>> BEGIN
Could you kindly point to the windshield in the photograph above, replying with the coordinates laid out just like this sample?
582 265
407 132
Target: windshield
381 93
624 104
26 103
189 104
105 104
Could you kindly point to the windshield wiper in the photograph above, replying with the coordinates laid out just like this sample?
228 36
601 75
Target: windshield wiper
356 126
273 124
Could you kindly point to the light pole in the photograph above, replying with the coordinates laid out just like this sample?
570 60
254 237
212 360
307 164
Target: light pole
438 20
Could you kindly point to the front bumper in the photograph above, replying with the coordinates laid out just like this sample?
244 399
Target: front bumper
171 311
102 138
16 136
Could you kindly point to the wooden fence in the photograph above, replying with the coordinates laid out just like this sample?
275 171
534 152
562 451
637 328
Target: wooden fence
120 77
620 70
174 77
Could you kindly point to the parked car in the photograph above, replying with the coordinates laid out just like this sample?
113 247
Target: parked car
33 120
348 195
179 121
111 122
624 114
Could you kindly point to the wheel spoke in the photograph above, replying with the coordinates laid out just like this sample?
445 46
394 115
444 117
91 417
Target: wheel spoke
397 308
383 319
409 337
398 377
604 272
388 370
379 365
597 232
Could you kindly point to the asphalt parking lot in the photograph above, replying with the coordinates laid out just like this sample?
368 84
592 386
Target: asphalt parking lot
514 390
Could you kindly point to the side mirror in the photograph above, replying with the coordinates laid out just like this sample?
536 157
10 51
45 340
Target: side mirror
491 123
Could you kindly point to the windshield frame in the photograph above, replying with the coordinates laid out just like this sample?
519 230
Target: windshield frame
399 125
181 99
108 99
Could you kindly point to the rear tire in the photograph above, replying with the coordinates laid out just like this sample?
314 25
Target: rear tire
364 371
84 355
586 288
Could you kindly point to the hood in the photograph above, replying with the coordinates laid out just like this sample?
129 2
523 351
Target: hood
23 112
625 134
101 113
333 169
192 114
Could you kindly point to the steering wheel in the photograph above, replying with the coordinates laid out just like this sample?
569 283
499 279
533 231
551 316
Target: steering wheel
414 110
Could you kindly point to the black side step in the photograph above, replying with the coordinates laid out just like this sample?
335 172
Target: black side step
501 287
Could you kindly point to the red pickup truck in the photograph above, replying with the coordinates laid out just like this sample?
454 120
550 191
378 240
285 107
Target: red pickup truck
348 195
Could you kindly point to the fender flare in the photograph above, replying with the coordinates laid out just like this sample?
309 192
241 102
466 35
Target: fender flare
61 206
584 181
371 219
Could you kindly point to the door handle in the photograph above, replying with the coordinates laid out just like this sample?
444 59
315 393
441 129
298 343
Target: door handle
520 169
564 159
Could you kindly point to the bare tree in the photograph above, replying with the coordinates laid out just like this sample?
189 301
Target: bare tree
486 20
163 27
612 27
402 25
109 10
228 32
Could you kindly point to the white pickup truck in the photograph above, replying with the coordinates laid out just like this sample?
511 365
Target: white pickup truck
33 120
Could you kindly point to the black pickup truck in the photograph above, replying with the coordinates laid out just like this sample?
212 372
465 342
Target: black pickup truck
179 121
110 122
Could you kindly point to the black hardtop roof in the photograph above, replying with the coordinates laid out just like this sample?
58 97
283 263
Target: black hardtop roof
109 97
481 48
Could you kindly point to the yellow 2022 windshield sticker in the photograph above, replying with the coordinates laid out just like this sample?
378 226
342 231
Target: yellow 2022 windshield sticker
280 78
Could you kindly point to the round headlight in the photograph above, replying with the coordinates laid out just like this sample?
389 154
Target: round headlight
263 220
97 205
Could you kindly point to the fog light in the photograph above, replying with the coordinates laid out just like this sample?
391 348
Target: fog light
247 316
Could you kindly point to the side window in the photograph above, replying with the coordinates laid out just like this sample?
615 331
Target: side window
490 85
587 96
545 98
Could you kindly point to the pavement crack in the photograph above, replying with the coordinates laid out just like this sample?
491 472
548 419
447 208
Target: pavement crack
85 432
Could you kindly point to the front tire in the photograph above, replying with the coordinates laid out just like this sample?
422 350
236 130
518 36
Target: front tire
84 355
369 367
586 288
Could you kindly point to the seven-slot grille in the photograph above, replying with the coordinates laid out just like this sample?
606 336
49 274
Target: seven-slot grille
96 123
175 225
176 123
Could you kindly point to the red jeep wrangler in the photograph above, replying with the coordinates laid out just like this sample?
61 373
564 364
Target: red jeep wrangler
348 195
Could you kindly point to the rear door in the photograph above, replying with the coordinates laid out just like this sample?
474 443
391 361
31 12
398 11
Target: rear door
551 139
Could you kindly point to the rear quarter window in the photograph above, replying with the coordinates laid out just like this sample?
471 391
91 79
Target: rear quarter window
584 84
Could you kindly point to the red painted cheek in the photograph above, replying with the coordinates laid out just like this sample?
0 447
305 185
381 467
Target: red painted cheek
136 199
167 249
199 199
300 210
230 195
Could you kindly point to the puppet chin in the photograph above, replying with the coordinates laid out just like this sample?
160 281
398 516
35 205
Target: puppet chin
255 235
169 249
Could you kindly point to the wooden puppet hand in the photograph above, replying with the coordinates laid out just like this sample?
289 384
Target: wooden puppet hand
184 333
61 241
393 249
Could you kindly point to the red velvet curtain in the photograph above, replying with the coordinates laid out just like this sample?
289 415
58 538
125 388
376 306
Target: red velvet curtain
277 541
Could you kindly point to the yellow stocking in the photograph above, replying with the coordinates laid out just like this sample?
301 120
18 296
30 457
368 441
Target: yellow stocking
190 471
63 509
>> END
WORK TO COMPLETE —
Only the lines from the one that contains "Could you kindly point to the puppet" through the last line should be repeated, each exactly as it stands, with both ends included.

FULL RESPONSE —
Could you kindly point to the puppet chin in the photograph above, replying with the coordinates laid out just like this sample?
160 281
398 516
35 205
Target: puppet chin
255 235
169 249
Could you kindly point to the wooden puppet hand in the photograph above, replying with the coordinates laid out just like this sample?
289 384
Target: wooden puppet hand
184 333
61 241
393 249
Could you kindly point to the red velvet curtain in the photograph above, replying with the coordinates laid out just like this sample?
289 415
58 538
125 388
376 306
Target: red velvet curtain
277 541
Could you kindly point to the yellow stocking in the photograph above, replying with the coordinates laid out just like this sample?
301 120
18 296
30 457
368 441
Target: yellow stocking
190 471
63 509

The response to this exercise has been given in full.